(REQUIREMENT 1) Translate the following sentence from the passage on RSIP client registration into German: "The client must include this token in all subsequent messages."

(DOCUMENT EXCERPT)
All clients begin in the unregistered state. It is assumed that they have acquired a private IP address, either via DHCP, static assignment, or some other mechanism. Before attempting communication with the public network, they must register with the RSIP server. This registration phase is expected to be performed as part of system initialization. Alternatively, it could be postponed until the client determines that it will, in fact, require RSIP services, and only then will the client request resources from the RSIP server. RSIP clients notify the RSIP server of their presence with a REGISTER_REQUEST message. The server replies with a REGISTER_RESPONSE message that includes a unique CLIENTID token as well as other policy. The client must include this token in all subsequent messages. Upon successful registration, the client enters the registered state. If the registration is not successful, the server will inform the client why with an ERROR_RESPONSE message. All RSIP request messages may be responded to with an ERROR_RESPONSE message, if the request is not granted.

(INFORMATION PROVIDED)

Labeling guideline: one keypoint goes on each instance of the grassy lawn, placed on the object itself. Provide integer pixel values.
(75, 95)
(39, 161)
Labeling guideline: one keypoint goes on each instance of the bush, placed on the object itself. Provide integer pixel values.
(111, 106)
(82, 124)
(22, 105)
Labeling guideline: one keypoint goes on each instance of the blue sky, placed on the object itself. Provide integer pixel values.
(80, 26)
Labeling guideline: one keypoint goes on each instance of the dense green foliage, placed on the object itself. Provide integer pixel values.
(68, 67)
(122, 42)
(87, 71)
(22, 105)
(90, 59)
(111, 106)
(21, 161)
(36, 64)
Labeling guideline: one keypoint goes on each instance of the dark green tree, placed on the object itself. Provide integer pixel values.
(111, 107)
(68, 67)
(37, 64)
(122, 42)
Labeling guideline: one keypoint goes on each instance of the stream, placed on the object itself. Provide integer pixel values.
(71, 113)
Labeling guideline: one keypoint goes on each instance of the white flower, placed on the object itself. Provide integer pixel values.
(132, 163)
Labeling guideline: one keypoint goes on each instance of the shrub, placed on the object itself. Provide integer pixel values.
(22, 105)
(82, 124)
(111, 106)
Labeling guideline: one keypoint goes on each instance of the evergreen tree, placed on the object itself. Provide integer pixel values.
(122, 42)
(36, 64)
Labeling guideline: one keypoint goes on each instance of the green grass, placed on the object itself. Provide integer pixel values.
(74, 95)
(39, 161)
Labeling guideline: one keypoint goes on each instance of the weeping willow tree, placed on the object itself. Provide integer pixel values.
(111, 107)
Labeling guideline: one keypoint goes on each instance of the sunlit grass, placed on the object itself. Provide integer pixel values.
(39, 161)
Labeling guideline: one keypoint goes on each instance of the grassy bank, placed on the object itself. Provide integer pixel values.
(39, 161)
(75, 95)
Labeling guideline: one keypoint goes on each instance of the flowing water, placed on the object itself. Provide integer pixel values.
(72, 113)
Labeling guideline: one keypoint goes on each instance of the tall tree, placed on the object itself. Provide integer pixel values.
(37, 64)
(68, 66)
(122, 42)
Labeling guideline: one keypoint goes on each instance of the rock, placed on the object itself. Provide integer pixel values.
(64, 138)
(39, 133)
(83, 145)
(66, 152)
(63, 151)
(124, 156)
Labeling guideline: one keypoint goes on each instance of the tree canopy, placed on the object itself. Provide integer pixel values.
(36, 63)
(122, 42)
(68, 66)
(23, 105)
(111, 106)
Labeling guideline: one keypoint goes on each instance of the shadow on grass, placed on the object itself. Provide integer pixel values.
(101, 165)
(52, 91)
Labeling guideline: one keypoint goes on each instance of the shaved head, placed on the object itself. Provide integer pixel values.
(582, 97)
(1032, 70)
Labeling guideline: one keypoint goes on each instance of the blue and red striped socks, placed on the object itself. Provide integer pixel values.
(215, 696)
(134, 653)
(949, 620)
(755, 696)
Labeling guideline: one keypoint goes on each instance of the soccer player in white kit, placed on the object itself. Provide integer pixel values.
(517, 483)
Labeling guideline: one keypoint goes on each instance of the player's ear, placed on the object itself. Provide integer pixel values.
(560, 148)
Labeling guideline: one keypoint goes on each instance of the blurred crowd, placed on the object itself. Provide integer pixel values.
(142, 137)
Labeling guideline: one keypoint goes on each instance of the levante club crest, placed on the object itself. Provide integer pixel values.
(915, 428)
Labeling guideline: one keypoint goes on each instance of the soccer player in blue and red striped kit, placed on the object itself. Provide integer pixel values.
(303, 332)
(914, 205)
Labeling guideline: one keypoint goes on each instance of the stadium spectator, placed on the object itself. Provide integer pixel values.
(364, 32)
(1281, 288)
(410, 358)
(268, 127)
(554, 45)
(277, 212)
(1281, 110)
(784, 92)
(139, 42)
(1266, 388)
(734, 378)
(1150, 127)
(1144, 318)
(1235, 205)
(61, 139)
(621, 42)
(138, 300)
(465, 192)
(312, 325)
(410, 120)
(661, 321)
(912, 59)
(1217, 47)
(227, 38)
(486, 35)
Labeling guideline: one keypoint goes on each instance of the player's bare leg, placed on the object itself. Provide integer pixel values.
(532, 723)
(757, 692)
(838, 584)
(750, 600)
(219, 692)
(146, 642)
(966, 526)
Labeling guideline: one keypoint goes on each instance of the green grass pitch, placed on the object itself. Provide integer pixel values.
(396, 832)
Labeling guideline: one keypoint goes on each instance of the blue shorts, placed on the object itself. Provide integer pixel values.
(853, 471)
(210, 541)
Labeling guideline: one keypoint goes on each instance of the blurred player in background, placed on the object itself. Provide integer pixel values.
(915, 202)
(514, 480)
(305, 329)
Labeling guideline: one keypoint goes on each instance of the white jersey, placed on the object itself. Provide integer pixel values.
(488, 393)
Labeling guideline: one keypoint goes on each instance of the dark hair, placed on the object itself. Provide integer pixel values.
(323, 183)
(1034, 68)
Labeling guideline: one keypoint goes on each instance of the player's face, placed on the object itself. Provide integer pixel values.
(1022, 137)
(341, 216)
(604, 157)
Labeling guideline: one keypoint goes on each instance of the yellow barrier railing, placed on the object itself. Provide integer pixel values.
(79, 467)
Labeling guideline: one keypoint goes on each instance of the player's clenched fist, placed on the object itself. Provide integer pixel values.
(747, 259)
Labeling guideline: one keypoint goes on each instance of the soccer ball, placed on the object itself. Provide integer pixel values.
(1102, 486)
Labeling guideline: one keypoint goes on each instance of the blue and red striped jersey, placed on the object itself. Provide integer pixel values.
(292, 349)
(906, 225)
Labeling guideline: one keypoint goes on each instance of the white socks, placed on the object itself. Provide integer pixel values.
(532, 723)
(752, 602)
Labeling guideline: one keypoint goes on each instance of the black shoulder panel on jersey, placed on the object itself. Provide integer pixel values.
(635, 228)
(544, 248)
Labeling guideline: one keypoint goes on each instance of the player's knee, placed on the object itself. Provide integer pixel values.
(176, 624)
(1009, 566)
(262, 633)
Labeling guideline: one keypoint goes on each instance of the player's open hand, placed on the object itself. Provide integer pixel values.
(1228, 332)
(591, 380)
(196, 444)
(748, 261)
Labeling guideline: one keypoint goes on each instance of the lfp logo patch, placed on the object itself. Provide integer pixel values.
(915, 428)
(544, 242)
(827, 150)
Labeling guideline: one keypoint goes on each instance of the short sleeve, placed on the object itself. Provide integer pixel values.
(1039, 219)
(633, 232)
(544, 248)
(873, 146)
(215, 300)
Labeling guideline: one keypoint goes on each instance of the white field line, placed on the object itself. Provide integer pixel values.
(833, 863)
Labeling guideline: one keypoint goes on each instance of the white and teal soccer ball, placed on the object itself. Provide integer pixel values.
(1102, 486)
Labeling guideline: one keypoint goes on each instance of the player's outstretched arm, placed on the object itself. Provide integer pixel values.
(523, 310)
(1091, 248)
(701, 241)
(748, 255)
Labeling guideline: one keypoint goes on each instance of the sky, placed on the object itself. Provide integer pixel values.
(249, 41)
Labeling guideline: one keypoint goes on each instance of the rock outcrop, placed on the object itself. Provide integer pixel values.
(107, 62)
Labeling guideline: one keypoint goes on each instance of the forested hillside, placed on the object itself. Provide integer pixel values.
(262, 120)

(REQUIREMENT 2) Recast the part of the listing that opens with the line containing "the sky, placed" and runs through the end of the listing as a JSON list of strings, one string per line, with blank lines left out and both ends included.

(COMPLETE ANSWER 1) Der Client muss dieses Token in alle nachfolgenden Nachrichten aufnehmen.

(COMPLETE ANSWER 2)
[
  "Labeling guideline: one keypoint goes on each instance of the sky, placed on the object itself. Provide integer pixel values.",
  "(249, 41)",
  "Labeling guideline: one keypoint goes on each instance of the rock outcrop, placed on the object itself. Provide integer pixel values.",
  "(107, 62)",
  "Labeling guideline: one keypoint goes on each instance of the forested hillside, placed on the object itself. Provide integer pixel values.",
  "(262, 120)"
]